Give again, word for word, every line below from the one that has "Where can the wrist" through the one that has "Where can the manicured", both included, and no others.

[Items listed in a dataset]
########################################

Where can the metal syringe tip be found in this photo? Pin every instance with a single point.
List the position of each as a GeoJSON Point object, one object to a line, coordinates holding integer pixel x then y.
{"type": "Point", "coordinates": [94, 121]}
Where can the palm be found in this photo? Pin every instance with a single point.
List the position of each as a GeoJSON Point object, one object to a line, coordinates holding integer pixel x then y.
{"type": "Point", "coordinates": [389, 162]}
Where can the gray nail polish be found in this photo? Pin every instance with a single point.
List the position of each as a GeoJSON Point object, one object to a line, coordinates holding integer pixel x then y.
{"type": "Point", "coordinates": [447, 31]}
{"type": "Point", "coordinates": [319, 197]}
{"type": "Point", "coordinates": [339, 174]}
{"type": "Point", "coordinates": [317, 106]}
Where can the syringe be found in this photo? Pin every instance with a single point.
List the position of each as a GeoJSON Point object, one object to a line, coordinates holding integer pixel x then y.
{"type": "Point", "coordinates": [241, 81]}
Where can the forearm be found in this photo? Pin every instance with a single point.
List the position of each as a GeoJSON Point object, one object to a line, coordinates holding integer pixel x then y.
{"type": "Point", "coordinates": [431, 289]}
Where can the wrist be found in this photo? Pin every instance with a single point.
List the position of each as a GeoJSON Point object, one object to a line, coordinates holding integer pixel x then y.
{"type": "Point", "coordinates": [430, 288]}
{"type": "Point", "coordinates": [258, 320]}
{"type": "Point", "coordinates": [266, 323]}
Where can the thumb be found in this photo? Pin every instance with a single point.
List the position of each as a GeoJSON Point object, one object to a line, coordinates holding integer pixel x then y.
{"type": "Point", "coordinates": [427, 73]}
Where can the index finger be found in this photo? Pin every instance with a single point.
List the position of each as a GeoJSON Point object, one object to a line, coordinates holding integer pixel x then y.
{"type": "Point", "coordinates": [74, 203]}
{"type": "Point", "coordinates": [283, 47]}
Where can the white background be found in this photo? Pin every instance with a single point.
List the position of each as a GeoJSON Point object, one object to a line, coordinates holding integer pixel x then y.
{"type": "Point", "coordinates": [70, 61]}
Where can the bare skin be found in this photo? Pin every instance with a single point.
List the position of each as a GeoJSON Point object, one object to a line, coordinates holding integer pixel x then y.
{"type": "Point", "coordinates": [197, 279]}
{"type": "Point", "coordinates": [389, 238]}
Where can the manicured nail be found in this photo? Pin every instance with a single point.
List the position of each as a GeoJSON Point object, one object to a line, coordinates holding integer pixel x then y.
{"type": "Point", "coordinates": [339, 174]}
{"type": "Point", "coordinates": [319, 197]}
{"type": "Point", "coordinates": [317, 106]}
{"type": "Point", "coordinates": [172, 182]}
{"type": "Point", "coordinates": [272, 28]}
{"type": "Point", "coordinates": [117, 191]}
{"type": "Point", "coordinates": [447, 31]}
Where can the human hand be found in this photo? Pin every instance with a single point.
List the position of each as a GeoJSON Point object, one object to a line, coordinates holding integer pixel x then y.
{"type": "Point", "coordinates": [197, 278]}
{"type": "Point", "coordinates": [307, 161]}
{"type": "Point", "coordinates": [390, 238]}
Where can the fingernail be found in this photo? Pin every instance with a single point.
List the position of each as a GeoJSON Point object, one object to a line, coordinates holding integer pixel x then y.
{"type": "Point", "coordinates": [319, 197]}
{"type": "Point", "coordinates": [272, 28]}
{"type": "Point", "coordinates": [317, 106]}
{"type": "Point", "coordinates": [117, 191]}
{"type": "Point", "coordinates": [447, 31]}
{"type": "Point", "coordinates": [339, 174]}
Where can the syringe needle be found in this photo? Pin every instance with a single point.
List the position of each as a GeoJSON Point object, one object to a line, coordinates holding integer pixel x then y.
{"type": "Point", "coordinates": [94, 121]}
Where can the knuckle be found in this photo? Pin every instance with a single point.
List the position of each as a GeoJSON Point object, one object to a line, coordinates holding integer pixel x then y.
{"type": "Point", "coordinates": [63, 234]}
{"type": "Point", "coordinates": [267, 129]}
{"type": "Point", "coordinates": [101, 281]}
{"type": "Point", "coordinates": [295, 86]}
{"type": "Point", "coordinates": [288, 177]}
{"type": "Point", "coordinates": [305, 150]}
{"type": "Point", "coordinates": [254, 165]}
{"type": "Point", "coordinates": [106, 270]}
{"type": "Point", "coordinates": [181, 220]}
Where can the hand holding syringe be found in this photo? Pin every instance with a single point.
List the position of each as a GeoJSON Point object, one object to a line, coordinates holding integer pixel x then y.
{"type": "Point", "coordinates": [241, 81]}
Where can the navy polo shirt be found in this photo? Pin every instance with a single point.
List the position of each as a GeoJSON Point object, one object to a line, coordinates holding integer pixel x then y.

########################################

▸ **Written reply**:
Where can the wrist be found in this photo? Pin every instance with a single point.
List the position of each as a GeoJSON Point object, one object to a line, coordinates holding integer pixel x then y.
{"type": "Point", "coordinates": [430, 288]}
{"type": "Point", "coordinates": [258, 320]}
{"type": "Point", "coordinates": [266, 323]}
Where can the thumb be found in this photo? Pin every instance with a single point.
List the position of each as a GeoJSON Point object, one object to a line, coordinates holding integer pixel x then y.
{"type": "Point", "coordinates": [427, 73]}
Where can the index finger be found in this photo? Pin every instance with a single point.
List the position of each as a GeoJSON Point object, one object to a line, coordinates holding integer pixel x then y.
{"type": "Point", "coordinates": [74, 203]}
{"type": "Point", "coordinates": [283, 47]}
Where can the white background be found in this photo? Pin every instance with a single point.
List the position of each as a GeoJSON Point object, one object to a line, coordinates holding integer pixel x then y.
{"type": "Point", "coordinates": [70, 61]}
Where can the bare skin be found in this photo? Pin every instance with a single point.
List the position of each as a GeoJSON Point object, one object to a line, coordinates holding integer pixel x then y.
{"type": "Point", "coordinates": [197, 279]}
{"type": "Point", "coordinates": [389, 238]}
Where can the manicured nail be found in this photo? Pin every instance with a single point.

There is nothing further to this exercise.